## The task:
Please count the lines in the entries below that contain the string "instance", matching case exactly, and reply with only that number.

## Items:
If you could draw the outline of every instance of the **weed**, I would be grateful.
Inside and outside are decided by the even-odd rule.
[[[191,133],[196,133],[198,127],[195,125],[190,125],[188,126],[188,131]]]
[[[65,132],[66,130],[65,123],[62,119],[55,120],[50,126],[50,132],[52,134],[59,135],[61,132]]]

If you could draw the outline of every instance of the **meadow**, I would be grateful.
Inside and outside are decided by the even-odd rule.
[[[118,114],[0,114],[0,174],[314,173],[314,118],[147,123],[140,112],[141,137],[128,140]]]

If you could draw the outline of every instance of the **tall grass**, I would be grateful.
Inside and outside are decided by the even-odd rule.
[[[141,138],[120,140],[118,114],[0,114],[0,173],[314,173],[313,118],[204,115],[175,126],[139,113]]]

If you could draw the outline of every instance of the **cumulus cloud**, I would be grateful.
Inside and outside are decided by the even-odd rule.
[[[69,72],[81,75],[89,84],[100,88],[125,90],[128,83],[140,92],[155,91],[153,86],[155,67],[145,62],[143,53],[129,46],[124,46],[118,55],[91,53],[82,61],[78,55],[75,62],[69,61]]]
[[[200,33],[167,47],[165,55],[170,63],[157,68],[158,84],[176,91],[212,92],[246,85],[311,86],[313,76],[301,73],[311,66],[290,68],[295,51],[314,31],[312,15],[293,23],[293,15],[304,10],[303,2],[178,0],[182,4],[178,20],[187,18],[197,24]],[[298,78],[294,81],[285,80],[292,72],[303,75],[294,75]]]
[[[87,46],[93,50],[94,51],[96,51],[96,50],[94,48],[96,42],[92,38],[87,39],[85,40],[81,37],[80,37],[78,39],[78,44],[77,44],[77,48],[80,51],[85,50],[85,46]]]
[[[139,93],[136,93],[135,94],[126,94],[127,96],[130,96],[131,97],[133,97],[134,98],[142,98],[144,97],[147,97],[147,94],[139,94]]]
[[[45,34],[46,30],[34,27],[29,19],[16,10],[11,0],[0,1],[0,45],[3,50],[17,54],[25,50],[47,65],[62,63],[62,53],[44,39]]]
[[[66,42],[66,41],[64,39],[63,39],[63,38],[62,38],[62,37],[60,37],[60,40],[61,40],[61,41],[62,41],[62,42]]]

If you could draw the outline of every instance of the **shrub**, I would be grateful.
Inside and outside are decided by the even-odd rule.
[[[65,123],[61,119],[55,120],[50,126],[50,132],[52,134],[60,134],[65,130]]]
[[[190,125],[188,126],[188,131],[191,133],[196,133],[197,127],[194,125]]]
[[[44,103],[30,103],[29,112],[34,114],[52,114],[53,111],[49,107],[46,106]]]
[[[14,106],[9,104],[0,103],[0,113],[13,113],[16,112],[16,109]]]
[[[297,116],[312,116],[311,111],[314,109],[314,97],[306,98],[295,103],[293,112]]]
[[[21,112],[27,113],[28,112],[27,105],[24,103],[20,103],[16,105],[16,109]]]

## Result of the exercise:
5